What is required -
Print every line below. Match each one exactly.

Records supplied -
★ ★ ★ ★ ★ ★ ★
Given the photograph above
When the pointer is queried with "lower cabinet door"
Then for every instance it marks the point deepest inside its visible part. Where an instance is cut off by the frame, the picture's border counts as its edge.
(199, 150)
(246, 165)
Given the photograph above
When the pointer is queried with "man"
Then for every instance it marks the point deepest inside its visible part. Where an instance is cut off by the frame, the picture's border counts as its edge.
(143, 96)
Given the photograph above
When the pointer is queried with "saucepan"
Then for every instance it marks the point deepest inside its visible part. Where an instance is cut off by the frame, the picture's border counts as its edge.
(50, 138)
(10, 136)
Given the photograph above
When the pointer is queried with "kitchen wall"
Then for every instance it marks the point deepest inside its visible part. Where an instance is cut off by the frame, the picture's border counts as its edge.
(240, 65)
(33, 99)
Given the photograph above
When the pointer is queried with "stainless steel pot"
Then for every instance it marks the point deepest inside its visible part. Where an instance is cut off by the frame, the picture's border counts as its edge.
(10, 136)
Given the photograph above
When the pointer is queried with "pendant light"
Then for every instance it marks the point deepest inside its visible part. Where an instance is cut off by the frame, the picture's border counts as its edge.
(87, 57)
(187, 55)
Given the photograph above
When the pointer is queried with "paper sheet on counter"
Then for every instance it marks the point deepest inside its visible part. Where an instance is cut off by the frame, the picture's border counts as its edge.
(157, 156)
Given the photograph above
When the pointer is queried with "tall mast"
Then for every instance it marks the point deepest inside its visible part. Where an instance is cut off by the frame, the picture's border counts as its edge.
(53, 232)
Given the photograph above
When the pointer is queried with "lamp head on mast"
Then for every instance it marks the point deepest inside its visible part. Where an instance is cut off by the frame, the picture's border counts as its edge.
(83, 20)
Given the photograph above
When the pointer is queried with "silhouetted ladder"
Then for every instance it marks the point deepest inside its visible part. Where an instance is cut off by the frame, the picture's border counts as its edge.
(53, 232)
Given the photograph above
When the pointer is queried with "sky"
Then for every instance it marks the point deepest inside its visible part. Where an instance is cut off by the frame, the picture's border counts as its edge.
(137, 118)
★ ★ ★ ★ ★ ★ ★
Answer space -
Given the photograph above
When the pointer is queried with "lower cabinet door"
Then for every instance it marks the point deepest inside its visible part. Where an instance is cut off by the frame, the picture's border counts as its edge.
(199, 150)
(246, 165)
Given the photograph above
When the pointer is queried with "man"
Then for every instance it marks the point deepest inside its visible part. Where an instance is cut off by the frame, the picture's border counts as its edge.
(143, 96)
Given the photograph above
When the pointer is queried with "saucepan"
Then for every instance it marks the point deepest inside its visible part. Where an instance is cut off by the frame, the picture's border counts as its edge.
(50, 138)
(10, 136)
Given the photograph above
When the pointer is queried with "kitchen wall"
Then for every instance it marks the point deepest inside its visible part. Where an instance is cut off by the frame, the picture's border counts as its edge.
(240, 65)
(33, 99)
Given the photograph above
When the pointer is queried with "stainless steel pot"
Then for every instance it marks the point deepest inside its visible part. Where an instance is cut off by the frame, the picture's border counts as its edge.
(10, 136)
Given the photograph above
When the pointer is queried with "pendant light"
Then for every instance it marks the point deepest inside its visible part. Where an instance is cut off by the frame, the picture's border counts as its edge.
(87, 57)
(187, 55)
Given the photograph above
When the pointer is queried with "paper sheet on counter"
Then for every instance it marks the point deepest inside its visible part. Where an instance is cut off by the frame, the picture's border counts as its edge.
(157, 156)
Given the photograph above
When the pointer is queried with "tall mast"
Then for every instance it marks the point deepest inside its visible part. Where an instance is cut off by the frame, the picture's border counts as its edge.
(53, 232)
Given the photograph above
When the pointer is queried with "lamp head on mast"
Then for every instance it marks the point deepest inside its visible part. Where an instance is cut off by the frame, the picture's border counts as its edge.
(83, 20)
Given the photograph above
When the pointer is queried with "silhouetted ladder"
Then for every instance it marks the point deepest inside its visible part. Where an instance is cut off by the frame, the picture's border counts as its edge.
(53, 232)
Given the photograph above
When the pointer is queried with "sky"
Then for every instance it marks the point deepest inside its visible part. Where an instance is cut off by the frame, the picture's border counts as its edge.
(137, 118)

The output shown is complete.